» **What you should do**:
Convert the stretch of the listing below from the line containing "User intent: locate the player's arm" through the line containing "152, 19, 300]]" into a two-column CSV with the header input,output. Give one row per item, with the text in input and its answer in output, each field in double quotes and any line breaks replaced by spaces.
start Entries
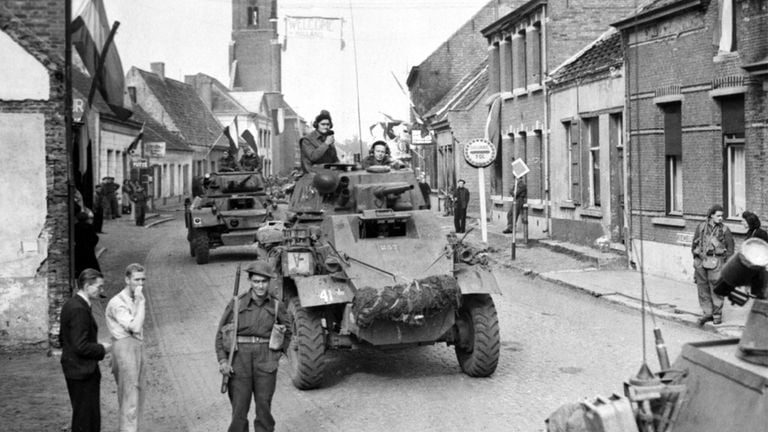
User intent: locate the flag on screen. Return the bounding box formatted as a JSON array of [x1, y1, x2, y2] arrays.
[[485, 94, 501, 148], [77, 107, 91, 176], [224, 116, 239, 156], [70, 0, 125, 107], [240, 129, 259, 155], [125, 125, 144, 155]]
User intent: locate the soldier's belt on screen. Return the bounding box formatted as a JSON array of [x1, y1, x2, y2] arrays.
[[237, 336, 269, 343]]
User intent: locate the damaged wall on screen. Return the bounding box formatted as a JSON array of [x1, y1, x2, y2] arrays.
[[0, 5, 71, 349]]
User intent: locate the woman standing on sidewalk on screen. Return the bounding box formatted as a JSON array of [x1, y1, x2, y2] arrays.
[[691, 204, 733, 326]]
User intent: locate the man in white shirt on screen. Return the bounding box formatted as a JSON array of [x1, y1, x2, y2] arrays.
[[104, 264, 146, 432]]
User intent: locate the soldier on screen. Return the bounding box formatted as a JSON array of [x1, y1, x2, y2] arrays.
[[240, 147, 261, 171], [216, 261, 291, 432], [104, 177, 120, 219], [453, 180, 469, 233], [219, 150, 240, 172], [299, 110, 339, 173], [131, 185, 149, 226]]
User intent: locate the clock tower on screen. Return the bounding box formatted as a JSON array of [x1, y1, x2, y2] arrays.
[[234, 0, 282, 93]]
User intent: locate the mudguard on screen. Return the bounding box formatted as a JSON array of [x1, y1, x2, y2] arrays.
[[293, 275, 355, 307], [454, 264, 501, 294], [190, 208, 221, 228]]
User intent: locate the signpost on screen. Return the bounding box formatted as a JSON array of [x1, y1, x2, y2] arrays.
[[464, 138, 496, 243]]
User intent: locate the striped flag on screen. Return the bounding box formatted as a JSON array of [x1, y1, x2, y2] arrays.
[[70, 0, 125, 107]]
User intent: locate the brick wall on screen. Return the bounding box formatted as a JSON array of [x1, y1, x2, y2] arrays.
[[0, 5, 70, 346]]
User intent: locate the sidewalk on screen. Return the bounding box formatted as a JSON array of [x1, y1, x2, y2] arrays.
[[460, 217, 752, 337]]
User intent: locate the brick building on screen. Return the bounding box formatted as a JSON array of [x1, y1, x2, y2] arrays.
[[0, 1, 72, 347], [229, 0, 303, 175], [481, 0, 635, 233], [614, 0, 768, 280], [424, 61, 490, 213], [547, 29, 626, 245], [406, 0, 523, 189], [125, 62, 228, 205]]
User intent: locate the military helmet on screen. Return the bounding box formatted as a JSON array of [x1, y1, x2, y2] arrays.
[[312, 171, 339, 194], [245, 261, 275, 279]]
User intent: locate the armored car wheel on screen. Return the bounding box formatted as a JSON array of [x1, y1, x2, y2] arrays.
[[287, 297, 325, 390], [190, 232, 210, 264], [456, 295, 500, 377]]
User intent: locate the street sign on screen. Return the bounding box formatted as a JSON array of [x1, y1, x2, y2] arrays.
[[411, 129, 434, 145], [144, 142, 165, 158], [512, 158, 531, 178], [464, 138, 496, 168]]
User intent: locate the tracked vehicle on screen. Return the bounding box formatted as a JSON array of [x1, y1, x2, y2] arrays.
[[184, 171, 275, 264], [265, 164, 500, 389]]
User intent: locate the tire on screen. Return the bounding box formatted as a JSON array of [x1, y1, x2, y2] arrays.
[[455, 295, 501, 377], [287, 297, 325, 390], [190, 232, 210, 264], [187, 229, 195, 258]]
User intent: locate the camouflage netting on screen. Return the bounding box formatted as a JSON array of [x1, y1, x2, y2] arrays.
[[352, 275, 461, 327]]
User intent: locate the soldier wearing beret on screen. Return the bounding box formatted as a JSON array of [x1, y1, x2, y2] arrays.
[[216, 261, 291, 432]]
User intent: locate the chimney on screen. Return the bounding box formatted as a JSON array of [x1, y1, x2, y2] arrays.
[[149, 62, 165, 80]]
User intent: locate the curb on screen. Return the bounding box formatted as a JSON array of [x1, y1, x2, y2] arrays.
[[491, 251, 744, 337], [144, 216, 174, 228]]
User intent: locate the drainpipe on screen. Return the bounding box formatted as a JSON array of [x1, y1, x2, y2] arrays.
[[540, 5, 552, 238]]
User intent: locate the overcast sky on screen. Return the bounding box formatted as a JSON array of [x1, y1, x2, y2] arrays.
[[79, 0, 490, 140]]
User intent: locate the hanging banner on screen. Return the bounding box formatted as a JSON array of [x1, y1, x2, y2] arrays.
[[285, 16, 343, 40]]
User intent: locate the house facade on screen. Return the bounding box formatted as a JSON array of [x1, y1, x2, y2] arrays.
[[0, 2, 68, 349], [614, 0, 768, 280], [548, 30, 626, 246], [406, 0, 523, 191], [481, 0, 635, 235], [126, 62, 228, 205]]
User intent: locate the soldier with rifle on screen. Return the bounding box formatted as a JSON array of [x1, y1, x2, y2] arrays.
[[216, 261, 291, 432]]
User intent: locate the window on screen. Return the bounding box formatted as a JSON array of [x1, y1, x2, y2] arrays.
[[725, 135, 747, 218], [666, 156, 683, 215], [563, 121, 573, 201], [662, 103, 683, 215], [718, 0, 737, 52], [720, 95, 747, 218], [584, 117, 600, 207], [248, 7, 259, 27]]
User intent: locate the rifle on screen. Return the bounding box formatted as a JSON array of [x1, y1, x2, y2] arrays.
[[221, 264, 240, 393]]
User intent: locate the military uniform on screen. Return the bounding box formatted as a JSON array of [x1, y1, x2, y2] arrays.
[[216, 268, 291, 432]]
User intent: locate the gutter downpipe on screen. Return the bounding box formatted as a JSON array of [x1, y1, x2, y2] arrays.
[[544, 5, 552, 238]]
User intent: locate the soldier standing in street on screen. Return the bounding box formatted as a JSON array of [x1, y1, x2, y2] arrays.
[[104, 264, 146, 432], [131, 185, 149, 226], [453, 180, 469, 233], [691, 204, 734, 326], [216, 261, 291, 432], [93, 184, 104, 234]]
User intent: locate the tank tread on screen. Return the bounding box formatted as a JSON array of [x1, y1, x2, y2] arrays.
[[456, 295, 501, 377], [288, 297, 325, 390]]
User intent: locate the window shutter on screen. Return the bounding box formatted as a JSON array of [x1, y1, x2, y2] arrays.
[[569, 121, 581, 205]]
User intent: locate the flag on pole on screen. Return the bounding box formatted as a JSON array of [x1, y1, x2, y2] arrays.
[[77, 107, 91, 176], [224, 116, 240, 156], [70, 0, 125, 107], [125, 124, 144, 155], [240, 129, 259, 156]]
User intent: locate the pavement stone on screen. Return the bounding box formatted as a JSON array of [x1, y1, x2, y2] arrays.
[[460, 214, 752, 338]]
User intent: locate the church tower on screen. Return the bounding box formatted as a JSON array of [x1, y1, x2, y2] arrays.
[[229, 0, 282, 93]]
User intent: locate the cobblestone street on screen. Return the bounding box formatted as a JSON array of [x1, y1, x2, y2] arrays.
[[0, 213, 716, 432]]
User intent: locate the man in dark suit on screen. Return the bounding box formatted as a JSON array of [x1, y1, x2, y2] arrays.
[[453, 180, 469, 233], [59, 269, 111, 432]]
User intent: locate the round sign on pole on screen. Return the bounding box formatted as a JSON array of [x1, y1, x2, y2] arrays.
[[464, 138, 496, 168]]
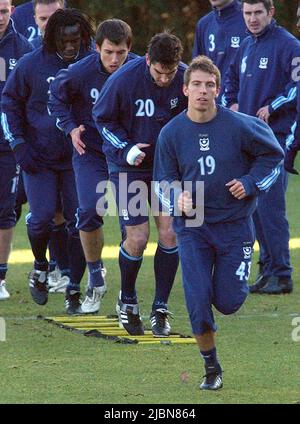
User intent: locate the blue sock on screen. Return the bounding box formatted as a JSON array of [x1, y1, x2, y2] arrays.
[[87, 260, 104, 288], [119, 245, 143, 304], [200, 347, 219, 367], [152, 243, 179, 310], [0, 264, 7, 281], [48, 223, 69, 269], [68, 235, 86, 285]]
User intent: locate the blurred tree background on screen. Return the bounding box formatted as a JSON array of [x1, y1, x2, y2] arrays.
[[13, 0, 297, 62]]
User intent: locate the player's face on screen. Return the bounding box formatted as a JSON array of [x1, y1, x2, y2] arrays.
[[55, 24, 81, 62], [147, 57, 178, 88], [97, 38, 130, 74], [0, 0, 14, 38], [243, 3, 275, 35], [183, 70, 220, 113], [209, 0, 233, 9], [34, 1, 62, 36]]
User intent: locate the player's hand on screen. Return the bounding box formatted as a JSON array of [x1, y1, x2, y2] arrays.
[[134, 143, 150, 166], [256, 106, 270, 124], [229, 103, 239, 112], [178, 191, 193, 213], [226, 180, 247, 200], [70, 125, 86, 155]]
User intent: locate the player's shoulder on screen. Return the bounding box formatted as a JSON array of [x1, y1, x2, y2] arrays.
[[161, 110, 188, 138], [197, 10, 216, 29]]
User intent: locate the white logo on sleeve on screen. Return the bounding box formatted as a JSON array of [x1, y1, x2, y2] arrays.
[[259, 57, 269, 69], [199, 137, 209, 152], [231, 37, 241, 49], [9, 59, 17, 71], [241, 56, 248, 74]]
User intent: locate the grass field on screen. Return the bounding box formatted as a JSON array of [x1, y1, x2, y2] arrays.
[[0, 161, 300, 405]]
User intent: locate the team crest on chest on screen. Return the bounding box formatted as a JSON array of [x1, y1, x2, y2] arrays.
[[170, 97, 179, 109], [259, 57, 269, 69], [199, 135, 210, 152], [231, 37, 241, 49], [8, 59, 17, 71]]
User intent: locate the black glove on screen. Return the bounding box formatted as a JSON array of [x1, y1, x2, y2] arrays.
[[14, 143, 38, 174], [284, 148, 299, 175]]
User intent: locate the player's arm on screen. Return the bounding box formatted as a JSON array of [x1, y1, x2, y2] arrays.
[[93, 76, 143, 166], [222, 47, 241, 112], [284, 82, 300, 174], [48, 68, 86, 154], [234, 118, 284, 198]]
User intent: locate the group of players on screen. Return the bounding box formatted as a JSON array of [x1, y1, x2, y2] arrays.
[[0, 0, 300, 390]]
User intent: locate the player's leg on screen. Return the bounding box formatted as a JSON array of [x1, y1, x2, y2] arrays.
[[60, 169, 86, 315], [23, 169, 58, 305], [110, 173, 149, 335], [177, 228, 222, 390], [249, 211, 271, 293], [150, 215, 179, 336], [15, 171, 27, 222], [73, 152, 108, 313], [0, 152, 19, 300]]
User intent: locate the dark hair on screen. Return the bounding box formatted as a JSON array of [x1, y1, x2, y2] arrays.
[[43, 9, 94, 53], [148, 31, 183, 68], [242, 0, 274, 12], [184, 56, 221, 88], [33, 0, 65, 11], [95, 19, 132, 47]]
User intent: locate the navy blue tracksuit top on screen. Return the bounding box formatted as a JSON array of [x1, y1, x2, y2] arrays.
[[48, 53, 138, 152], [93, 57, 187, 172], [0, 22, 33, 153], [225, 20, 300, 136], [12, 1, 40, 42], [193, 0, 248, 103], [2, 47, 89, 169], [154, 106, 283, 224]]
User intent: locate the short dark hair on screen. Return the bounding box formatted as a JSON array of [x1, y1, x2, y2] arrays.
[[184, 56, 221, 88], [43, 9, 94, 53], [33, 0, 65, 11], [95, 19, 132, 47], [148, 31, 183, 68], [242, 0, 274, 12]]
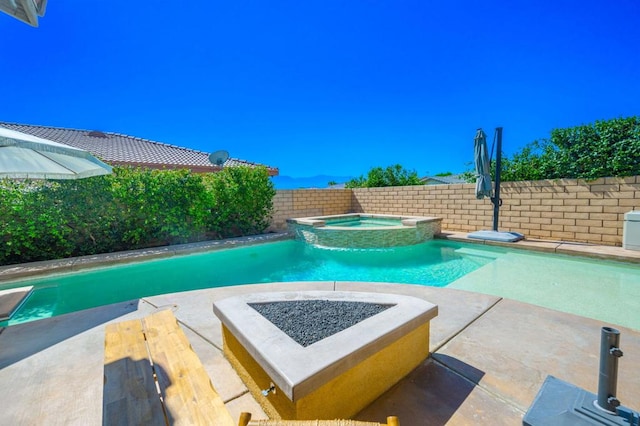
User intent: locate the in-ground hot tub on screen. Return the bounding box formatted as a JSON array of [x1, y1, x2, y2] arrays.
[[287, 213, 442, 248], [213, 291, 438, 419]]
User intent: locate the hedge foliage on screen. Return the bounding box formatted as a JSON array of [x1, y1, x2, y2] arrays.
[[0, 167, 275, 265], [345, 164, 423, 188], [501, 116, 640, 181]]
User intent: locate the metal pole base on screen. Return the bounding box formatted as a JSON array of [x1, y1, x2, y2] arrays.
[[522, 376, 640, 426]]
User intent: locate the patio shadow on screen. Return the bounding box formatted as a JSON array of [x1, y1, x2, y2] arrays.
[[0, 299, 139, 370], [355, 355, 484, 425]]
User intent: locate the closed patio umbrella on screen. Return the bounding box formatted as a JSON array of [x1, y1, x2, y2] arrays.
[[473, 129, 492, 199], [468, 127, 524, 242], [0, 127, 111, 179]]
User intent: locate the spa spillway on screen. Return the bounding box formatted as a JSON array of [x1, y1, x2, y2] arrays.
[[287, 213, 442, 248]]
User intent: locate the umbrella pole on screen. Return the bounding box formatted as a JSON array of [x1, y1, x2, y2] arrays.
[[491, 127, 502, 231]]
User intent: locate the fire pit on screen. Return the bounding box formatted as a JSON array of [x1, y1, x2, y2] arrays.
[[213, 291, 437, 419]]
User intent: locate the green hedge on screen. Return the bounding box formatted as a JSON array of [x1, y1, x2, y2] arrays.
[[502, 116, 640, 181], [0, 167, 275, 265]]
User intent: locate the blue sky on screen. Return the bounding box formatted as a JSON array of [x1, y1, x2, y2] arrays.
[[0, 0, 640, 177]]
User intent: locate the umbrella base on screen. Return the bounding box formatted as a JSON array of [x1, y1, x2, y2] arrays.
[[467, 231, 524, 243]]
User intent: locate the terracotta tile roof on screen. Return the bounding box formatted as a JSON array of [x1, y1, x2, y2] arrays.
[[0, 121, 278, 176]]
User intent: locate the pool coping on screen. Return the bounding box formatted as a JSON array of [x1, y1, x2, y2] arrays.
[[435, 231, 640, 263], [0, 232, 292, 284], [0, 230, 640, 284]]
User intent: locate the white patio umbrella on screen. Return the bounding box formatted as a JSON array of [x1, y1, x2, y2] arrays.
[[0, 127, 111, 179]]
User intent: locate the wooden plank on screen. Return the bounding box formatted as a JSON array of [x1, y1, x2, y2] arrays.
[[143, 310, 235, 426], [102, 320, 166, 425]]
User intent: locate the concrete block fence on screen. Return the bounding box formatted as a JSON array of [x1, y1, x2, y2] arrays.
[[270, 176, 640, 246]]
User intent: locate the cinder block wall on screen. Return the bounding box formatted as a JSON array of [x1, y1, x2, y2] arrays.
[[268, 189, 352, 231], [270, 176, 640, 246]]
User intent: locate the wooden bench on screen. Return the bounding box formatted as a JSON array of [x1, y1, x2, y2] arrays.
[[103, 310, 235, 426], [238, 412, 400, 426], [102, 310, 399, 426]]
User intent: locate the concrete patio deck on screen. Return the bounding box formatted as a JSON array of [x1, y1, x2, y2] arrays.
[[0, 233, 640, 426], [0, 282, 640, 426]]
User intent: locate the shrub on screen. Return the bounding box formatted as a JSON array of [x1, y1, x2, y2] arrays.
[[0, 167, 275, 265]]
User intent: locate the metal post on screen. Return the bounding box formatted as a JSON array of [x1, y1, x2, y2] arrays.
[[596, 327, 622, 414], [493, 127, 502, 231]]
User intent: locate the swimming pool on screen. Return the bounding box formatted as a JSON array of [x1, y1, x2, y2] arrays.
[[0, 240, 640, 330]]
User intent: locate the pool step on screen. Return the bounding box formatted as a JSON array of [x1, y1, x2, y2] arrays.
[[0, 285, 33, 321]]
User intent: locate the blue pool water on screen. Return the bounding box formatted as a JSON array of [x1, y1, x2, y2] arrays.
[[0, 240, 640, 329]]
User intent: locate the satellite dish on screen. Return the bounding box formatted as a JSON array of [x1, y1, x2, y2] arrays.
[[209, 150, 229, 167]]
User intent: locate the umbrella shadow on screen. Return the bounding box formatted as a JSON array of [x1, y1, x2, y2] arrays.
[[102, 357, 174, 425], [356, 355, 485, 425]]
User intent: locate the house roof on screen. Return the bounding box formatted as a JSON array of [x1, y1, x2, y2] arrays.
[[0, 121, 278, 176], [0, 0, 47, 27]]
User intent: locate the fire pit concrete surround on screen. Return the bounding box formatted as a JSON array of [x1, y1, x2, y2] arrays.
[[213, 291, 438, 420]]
end Entries
» **Written solution**:
input,output
"User intent: locate the player's arm on screen. Return the bounding box formatted as a JSON array of [x1, y1, x2, y2] arrays.","[[93, 76, 143, 166], [222, 47, 241, 112], [284, 82, 300, 174], [48, 68, 86, 154], [234, 118, 284, 198]]"
"User intent: locate the group of players on screen. Return the bounding box formatted as a JSON array of [x1, y1, x2, y2] arrays.","[[0, 0, 300, 390]]"
"User intent: locate the player's leg on screen. Return the bounding box formatted as a JSON array of [x1, y1, x2, y2] arrays.","[[60, 169, 86, 315], [23, 169, 58, 305], [110, 173, 149, 335], [177, 228, 222, 390], [249, 211, 271, 293], [150, 215, 179, 336], [15, 171, 27, 222], [73, 152, 108, 313], [0, 152, 19, 300]]"